→ EXERCISE PROMPT
Every line below containing the word "green" should be found and copied.

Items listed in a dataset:
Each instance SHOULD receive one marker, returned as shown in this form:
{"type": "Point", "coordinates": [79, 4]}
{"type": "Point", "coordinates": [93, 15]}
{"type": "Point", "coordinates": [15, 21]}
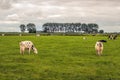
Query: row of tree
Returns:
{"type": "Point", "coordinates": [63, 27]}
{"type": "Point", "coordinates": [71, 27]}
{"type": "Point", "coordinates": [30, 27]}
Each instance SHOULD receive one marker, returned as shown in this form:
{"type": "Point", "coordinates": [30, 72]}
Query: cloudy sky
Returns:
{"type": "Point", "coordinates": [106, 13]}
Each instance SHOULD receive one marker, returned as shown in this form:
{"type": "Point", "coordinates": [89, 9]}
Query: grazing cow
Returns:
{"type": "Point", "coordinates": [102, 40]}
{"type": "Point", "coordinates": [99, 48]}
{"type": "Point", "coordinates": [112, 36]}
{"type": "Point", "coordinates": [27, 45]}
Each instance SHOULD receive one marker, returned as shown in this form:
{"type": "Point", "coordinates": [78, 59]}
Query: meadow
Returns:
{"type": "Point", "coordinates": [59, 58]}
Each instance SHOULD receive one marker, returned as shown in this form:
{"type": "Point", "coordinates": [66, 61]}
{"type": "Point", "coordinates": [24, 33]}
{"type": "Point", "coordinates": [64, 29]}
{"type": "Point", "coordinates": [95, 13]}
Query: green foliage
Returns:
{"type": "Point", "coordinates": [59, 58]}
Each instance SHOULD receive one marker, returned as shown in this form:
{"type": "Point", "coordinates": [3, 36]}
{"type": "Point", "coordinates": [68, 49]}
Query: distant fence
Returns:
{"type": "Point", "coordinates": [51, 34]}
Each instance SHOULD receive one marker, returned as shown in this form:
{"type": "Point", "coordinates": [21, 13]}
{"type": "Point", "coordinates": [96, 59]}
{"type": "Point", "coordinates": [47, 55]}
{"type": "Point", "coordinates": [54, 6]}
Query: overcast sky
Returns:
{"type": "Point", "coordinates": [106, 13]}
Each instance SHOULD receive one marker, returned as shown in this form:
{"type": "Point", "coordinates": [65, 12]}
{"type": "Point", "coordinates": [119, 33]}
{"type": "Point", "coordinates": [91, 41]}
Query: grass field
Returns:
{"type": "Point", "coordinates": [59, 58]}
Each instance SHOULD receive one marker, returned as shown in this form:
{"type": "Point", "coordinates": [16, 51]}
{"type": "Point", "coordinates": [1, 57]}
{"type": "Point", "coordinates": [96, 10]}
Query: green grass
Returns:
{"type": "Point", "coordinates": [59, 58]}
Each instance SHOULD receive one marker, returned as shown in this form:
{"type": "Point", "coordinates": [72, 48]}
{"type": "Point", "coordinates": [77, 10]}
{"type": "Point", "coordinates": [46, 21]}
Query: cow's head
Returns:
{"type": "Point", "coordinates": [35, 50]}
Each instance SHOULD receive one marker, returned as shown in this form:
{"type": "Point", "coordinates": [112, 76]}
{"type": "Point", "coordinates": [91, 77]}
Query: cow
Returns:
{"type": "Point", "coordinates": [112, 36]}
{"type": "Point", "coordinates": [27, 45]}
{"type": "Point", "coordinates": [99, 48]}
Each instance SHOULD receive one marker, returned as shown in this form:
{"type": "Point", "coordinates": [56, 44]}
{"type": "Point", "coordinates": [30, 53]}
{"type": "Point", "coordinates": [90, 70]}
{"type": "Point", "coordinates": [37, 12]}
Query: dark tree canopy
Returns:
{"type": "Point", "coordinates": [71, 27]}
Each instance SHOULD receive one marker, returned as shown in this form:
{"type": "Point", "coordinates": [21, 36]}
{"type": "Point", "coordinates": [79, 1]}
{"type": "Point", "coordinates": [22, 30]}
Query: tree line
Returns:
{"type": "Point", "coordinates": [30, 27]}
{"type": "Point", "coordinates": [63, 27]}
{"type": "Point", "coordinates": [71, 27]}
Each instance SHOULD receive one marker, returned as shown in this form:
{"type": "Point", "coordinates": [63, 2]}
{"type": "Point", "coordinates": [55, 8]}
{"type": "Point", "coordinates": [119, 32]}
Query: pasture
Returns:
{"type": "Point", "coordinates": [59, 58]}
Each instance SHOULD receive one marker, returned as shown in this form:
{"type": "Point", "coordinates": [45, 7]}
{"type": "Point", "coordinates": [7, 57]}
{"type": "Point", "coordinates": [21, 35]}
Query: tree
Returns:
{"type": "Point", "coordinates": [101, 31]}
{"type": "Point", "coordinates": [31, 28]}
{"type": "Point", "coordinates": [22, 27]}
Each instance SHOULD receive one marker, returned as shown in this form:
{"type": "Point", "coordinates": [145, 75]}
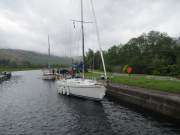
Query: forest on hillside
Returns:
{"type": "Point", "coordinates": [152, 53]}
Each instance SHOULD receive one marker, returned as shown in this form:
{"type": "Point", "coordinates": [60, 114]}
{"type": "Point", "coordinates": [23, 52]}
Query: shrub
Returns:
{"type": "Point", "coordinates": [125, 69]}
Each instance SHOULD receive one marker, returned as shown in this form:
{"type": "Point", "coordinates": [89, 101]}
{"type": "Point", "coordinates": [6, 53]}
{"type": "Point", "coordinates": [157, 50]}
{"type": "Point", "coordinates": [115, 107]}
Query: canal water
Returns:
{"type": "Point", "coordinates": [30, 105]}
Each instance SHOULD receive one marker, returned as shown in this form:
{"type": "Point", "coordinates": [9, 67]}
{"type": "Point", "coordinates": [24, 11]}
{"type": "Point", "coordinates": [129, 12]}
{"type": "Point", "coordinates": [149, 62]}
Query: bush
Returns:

→ RESPONSE TO THIS TASK
Query: green foliage
Query: green grass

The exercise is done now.